The ultrafast dynamics and conductivity of photoexcited graphene at different Fermi energies

Tomadin, Andrea and Hornett, Sam M. and Wang, Hai I. and Alexeev, Evgeny M. and Candini, Andrea and Coletti, Camilla and Turchinovich, Dmitry and Kläui, Mathias and Bonn, Mischa and Koppens, Frank H. L. and Hendry, Euan and Polini, Marco and Tielrooij, Klaas-Jan (2018) The ultrafast dynamics and conductivity of photoexcited graphene at different Fermi energies. Science Advances, 4 (5). ISSN 2375-2548

Full text not available from this repository.


For many of the envisioned optoelectronic applications of graphene, it is crucial to understand the subpicosecond carrier dynamics immediately following photoexcitation and the effect of photoexcitation on the electrical conductivity—the photoconductivity. Whereas these topics have been studied using various ultrafast experiments and theoretical approaches, controversial and incomplete explanations concerning the sign of the photoconductivity, the occurrence and significance of the creation of additional electron-hole pairs, and, in particular, how the relevant processes depend on Fermi energy have been put forward. We present a unified and intuitive physical picture of the ultrafast carrier dynamics and the photoconductivity, combining optical pump–terahertz probe measurements on a gate-tunable graphene device, with numerical calculations using the Boltzmann equation. We distinguish two types of ultrafast photo-induced carrier heating processes: At low (equilibrium) Fermi energy (EF ≲ 0.1 eV for our experiments), broadening of the carrier distribution involves interband transitions (interband heating). At higher Fermi energy (EF ≳ 0.15 eV), broadening of the carrier distribution involves intraband transitions (intraband heating). Under certain conditions, additional electron-hole pairs can be created [carrier multiplication (CM)] for low EF, and hot carriers (hot-CM) for higher EF. The resultant photoconductivity is positive (negative) for low (high) EF, which in our physical picture, is explained using solely electronic effects: It follows from the effect of the heated carrier distributions on the screening of impurities, consistent with the DC conductivity being mostly due to impurity scattering. The importance of these insights is highlighted by a discussion of the implications for graphene photodetector applications.

GIVEN EXERCISE A: Copy out the entire graphene photoconductivity page excerpt, word for word.

PROVIDED ENTRIES:
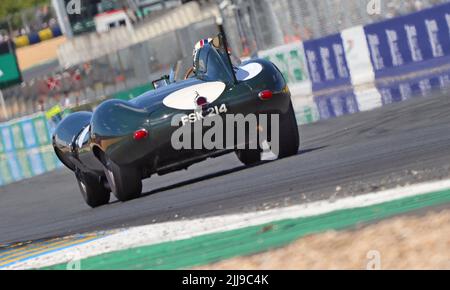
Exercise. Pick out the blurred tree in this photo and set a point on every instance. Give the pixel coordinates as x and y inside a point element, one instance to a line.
<point>8,7</point>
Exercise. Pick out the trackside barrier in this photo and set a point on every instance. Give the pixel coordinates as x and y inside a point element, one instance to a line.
<point>25,149</point>
<point>26,146</point>
<point>366,67</point>
<point>359,69</point>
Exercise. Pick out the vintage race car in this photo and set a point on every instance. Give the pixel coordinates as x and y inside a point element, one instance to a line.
<point>123,142</point>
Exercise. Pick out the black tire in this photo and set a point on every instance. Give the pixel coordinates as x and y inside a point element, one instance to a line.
<point>289,135</point>
<point>92,189</point>
<point>249,157</point>
<point>125,182</point>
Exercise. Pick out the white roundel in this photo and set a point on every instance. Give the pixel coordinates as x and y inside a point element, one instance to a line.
<point>184,99</point>
<point>248,71</point>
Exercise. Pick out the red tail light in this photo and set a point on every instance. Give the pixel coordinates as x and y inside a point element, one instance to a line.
<point>265,95</point>
<point>201,101</point>
<point>140,134</point>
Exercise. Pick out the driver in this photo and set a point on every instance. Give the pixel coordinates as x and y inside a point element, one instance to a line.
<point>199,45</point>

GIVEN EXERCISE B: Reproduce the entries from their start up to and including the line with "<point>125,182</point>", with every "in this photo" changed to "in this image" and all else left as it stands. Omit the pictures from your answer.

FINISHED ANSWER A:
The ultrafast dynamics and conductivity of photoexcited graphene at different Fermi energies

Tomadin, Andrea and Hornett, Sam M. and Wang, Hai I. and Alexeev, Evgeny M. and Candini, Andrea and Coletti, Camilla and Turchinovich, Dmitry and Kläui, Mathias and Bonn, Mischa and Koppens, Frank H. L. and Hendry, Euan and Polini, Marco and Tielrooij, Klaas-Jan (2018) The ultrafast dynamics and conductivity of photoexcited graphene at different Fermi energies. Science Advances, 4 (5). ISSN 2375-2548

Full text not available from this repository.


For many of the envisioned optoelectronic applications of graphene, it is crucial to understand the subpicosecond carrier dynamics immediately following photoexcitation and the effect of photoexcitation on the electrical conductivity—the photoconductivity. Whereas these topics have been studied using various ultrafast experiments and theoretical approaches, controversial and incomplete explanations concerning the sign of the photoconductivity, the occurrence and significance of the creation of additional electron-hole pairs, and, in particular, how the relevant processes depend on Fermi energy have been put forward. We present a unified and intuitive physical picture of the ultrafast carrier dynamics and the photoconductivity, combining optical pump–terahertz probe measurements on a gate-tunable graphene device, with numerical calculations using the Boltzmann equation. We distinguish two types of ultrafast photo-induced carrier heating processes: At low (equilibrium) Fermi energy (EF ≲ 0.1 eV for our experiments), broadening of the carrier distribution involves interband transitions (interband heating). At higher Fermi energy (EF ≳ 0.15 eV), broadening of the carrier distribution involves intraband transitions (intraband heating). Under certain conditions, additional electron-hole pairs can be created [carrier multiplication (CM)] for low EF, and hot carriers (hot-CM) for higher EF. The resultant photoconductivity is positive (negative) for low (high) EF, which in our physical picture, is explained using solely electronic effects: It follows from the effect of the heated carrier distributions on the screening of impurities, consistent with the DC conductivity being mostly due to impurity scattering. The importance of these insights is highlighted by a discussion of the implications for graphene photodetector applications.

FINISHED ANSWER B:
Exercise. Pick out the blurred tree in this image and set a point on every instance. Give the pixel coordinates as x and y inside a point element, one instance to a line.
<point>8,7</point>
Exercise. Pick out the trackside barrier in this image and set a point on every instance. Give the pixel coordinates as x and y inside a point element, one instance to a line.
<point>25,149</point>
<point>26,146</point>
<point>366,67</point>
<point>359,69</point>
Exercise. Pick out the vintage race car in this image and set a point on every instance. Give the pixel coordinates as x and y inside a point element, one instance to a line.
<point>123,142</point>
Exercise. Pick out the black tire in this image and set a point on every instance. Give the pixel coordinates as x and y inside a point element, one instance to a line.
<point>289,135</point>
<point>92,189</point>
<point>249,157</point>
<point>125,182</point>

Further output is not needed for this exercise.